**読解用の抜粋:**
大宮氷川神社
大宮氷川神社は、埼玉県さいたま市の、JR大宮駅より北東へ徒歩18分、東武野田線の北大宮駅からは東へ徒歩7分に位置する大神社。
武蔵国一宮(三宮)。戦前の社格は官幣大社で、現在は神社本庁の別表神社。また例祭において勅使の派遣がある勅祭社。武蔵国を中心に約280社ある氷川社の総本社でもある。
孝昭天皇3年(BC473年)、出雲市の出雲大社を勧請して創建(この件に関して出雲大社側には伝承等は多分存在しないが、島根県雲南市の斐伊神社にはこの社が大宮氷川神社の勧請元だとの社伝が残る)。景行天皇の代には東征中の日本武尊が当社で祈願した(当社の縁起については後述)。
明治15年までは神社の主体として境内に男体社(祭神は須佐之男命)、女体社(祭神は稲田姫命)、簸王子社(祭神は大己貴命)の3社殿があったが、同年に男体社に合祀され1社殿となった。2kmも続く参道並木の奥に、昭和戦前期に国費で造営した社殿が並ぶ、関東有数の大社。
表参道
一ノ鳥居は、JR東北本線のさいたま新都心駅より北に徒歩6分の位置にある [地図]。ここより境内まで1.9kmある。二ノ鳥居までは徒歩20分、境内までは徒歩27分。
参道は一ノ鳥居からしばらくは、車道(一方通行)と歩道が並走する。
参道沿いの楢姫稲荷神社 [地図] の本殿は、大宮南尋常小学校(現・大宮南小学校)の御真影奉安殿(昭和7年頃建立)を移築したもの。
なお、参道沿いにはあるものの、大宮氷川神社の摂末社ではないようだ。
JR大宮駅の中央から伸びる大宮中央通りとの交差点からは参道の中央は歩行者専用となる。ここから二ノ鳥居までの参道は「平成ひろば」として整備されている。

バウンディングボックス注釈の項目
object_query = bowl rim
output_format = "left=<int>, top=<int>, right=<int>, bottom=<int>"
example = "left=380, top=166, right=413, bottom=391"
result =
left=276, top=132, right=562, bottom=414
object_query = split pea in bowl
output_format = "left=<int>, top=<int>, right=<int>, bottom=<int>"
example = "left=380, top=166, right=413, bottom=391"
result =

**課題:**
A. 大宮氷川神社の解説文に、明治15年まで境内にあったと書かれている社殿をすべて挙げ、それぞれの祭神も添えてください。
B. 大宮氷川神社の解説文から、「武蔵国一宮(三宮)。戦前の社」を含む語句で始まり「当社の縁起については後述)。」で終わる部分を、一字一句変えずに書き写してください。
C. 大宮氷川神社の解説文を、最後の文の後から書き継いでください。
これらの項目は、大宮氷川神社の解説文とは別の資料です。

**順番どおりの解答:**
A. 男体社（須佐之男命）、女体社（稲田姫命）、簸王子社（大己貴命）

B.
武蔵国一宮(三宮)。戦前の社格は官幣大社で、現在は神社本庁の別表神社。また例祭において勅使の派遣がある勅祭社。武蔵国を中心に約280社ある氷川社の総本社でもある。
孝昭天皇3年(BC473年)、出雲市の出雲大社を勧請して創建(この件に関して出雲大社側には伝承等は多分存在しないが、島根県雲南市の斐伊神社にはこの社が大宮氷川神社の勧請元だとの社伝が残る)。景行天皇の代には東征中の日本武尊が当社で祈願した(当社の縁起については後述)。

C.
当社の摂末社の中ではこの天満神社のみ、境内から離れて鎮座する [地図]。
二ノ鳥居 [地図] は明治神宮の大鳥居(南参道第二鳥居)を昭和51年に移築。
大宮駅からは徒歩11分、一ノ鳥居からは徒歩20分(さいたま新都心駅からは計26分)。
参道は江戸時代は松を多く含んだ並木で、大正から昭和初期には鬱蒼とした杉並木となっていたが、現在はケヤキが主体の並木。
並木のうち古木約20本が市の天然記念物に指定されている。
三ノ鳥居近くにある当社の結婚式場・呉竹荘は、参道に面して複数の門が並ぶ。
三ノ鳥居前にある勅使斎館は昭和9年竣功。例大祭に派遣される勅使が控える館。
三ノ鳥居から楼門まで
ここから先が境内。二ノ鳥居からは徒歩7分(大宮駅からは徒歩18分)、一ノ鳥居からは徒歩27分(さいたま新都心駅からは徒歩33分)。
旧社務所は昭和9年竣功。
神楽殿は明治41年竣功。
額殿も明治41年竣功。絵馬が掛かる。
神池に架かる神橋は昭和18年竣功。奥に見えるのは楼門。
手水舎は昭和15年竣功。
楼門は昭和15年竣功。設計は昭和期の代表的な神社建築家の角南隆。
楼門内
楼門から社殿にかけての主な建物は昭和15年に造替された。
左から祓殿、舞殿、拝殿。
舞殿は昭和15年竣功。設計は角南隆。
拝殿と本殿を祝詞舎で連いだ社殿は昭和15年竣功。設計は角南隆。左端(一番奥)の建物は何か未確認。
神饌所は昭和9年竣功。
祈祷殿・授与所は平成25年竣功。
東門は大正7年竣功の神門を移築したもの。設計は大江新太郎(戦前期の著名な建築家)。
境内社
江戸時代は当社の主体として境内に鎮座した3社殿(男体社、女体社、簸王子社)は現在、境内社となって現存する。
以下のほか、当社の摂末社の中で天満神社のみ、二ノ鳥居の南に鎮座する。
摂社天津神社の本殿は旧簸王子社本殿。1667年建立でさいたま市指定有形文化財。
簸王子社は明治15年に祭神大己貴命が男体社に合祀されるまで、当社を構成する3本殿の1つであった。
末社六社は山祇神社・石上神社・愛宕神社・雷神社・住吉神社・神明神社の合殿。
摂社門客人(もんきゃくじん)神社は江戸時代は荒脛巾(あらはばき)神社と称した。本殿は旧男体社本殿で1667年建立。さいたま市指定有形文化財。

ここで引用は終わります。